[GIVEN EXERCISE] Find the line that contains "Could you point out the overcast". Then set down that line and all the lines after it, to the end of the records, exactly and with nothing added.

(Location labeling records)
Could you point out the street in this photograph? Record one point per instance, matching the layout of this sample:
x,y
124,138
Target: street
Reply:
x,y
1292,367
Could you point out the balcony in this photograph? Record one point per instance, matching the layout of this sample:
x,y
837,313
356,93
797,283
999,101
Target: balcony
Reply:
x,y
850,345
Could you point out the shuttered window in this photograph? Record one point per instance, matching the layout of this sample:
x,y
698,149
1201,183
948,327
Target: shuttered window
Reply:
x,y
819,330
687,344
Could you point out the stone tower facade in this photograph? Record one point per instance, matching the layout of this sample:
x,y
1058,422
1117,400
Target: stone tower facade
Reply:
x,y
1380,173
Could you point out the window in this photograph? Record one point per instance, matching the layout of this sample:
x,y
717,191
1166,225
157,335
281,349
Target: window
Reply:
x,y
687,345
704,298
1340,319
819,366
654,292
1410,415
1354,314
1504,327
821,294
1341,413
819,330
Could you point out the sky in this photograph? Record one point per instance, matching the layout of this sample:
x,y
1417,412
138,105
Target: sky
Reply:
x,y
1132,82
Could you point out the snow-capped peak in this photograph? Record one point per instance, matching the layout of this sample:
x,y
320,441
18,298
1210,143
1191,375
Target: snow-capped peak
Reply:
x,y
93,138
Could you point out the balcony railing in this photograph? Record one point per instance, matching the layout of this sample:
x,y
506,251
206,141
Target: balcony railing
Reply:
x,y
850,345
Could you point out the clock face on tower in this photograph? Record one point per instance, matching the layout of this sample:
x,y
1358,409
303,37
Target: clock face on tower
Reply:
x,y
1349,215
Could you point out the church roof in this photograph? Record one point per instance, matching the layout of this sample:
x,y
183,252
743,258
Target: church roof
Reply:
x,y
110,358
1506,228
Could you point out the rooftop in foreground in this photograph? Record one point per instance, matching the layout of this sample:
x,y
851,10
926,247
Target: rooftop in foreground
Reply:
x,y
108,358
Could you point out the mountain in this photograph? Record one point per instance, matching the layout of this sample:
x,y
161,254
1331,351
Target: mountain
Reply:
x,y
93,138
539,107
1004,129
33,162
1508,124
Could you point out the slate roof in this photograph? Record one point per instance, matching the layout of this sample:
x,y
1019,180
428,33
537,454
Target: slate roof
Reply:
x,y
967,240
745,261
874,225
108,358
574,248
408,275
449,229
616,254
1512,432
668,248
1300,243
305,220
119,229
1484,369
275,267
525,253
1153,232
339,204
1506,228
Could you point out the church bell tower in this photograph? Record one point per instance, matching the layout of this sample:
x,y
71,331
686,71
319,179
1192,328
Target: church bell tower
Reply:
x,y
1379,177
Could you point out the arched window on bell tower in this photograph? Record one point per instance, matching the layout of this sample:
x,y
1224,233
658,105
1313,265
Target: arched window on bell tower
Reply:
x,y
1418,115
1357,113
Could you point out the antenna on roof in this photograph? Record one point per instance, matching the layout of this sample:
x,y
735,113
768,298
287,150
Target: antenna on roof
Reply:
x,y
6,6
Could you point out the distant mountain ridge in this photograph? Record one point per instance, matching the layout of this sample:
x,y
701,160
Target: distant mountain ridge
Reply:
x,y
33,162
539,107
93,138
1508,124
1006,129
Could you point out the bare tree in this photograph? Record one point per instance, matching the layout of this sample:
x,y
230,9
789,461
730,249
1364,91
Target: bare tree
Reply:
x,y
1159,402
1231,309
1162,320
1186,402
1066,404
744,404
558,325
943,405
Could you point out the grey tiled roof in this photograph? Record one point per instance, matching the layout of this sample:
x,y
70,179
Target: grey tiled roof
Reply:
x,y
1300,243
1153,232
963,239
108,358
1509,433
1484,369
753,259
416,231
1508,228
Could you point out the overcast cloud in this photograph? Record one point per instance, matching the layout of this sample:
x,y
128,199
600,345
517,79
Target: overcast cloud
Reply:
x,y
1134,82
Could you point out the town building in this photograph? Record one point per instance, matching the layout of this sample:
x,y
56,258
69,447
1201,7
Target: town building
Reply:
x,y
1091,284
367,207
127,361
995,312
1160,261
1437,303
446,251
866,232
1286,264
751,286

[RESULT OF THIS EXERCISE]
Could you point out the overcast cloud in this photograph? Record one point per instance, matching the layout of this sample:
x,y
128,199
600,345
517,79
Target: overcast cloud
Reply:
x,y
1134,82
Could you point out the town building in this photograph? Record one point per instance, matching the layout of this sample:
x,y
56,258
69,447
1201,7
Target: town building
Reply:
x,y
1091,284
367,207
127,361
995,312
1160,261
1437,303
446,251
866,232
1286,264
751,286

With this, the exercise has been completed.